▶ **Instructions**:
1. In the currency market commentary, to what amount did the Federal Reserve say its asset purchases would decline this week?
2. Reproduce the currency market commentary between "US 2-year yields" and "impact was limited.", inclusive.

▶ **Text for analysis**:
Reaction to the data was measured with markets looking to focus on hopes for recovery rather than the actual data with huge job losses priced in. In this context, there was an overall decline in defensive dollar demand with the Euro settling around 1.0840 from a peak around 1.0875.     

CFTC data recorded a small decline in long Euro positions to 76,000 contracts from 80,000 the previous week, but the overall positioning will still tend to be a negative Euro factor. Overall demand for the commodity currencies held firm with a dip in US dollar defensive demand and the Euro was held just below 1.0850.


US 2-year yields declined to fresh record lows just above 0.10% on Friday while the Fed Funds rate continued to price in a Fed Funds rate slightly in the negative territory next year and the lack of yield support continued to undermine overall dollar support. The Federal Reserve announced that asset purchases would decline to $35bn this week from $40bn previously. The White House stated that a further stimulus package was expected soon, although the overall impact was limited.

Overall risk appetite remained robust with US equities making further sharp gains on the day and the dollar consolidated around 106.65 as yen demand eased slightly.

President Trump again maintained negative rhetoric against China over the weekend. Markets, however, tended to focus on hopes for economic recovery and China’s central bank stated that it will use more powerful policies to help growth. There were also reports that the Federal Reserve would push back against speculation of negative interest rates which limited potential dollar selling. The Bank of Japan summary of opinions indicated that policymakers must act boldly to avoid a repeat of the great depression. Overall yen demand faded to some extent as risk appetite held firm with the dollar advancing to the 107.00 area.

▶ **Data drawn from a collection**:
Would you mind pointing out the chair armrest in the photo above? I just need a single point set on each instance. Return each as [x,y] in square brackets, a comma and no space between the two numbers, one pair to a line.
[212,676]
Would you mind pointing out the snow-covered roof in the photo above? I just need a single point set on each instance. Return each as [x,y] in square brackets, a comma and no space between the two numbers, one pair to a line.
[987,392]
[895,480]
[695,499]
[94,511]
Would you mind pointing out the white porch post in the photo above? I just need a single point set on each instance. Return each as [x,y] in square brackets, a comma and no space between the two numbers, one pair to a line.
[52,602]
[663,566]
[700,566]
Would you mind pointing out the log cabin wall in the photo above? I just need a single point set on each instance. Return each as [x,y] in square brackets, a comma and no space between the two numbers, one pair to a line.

▶ **Numbered responses**:
1. $35bn, down from $40bn previously.

2.
US 2-year yields declined to fresh record lows just above 0.10% on Friday while the Fed Funds rate continued to price in a Fed Funds rate slightly in the negative territory next year and the lack of yield support continued to undermine overall dollar support. The Federal Reserve announced that asset purchases would decline to $35bn this week from $40bn previously. The White House stated that a further stimulus package was expected soon, although the overall impact was limited.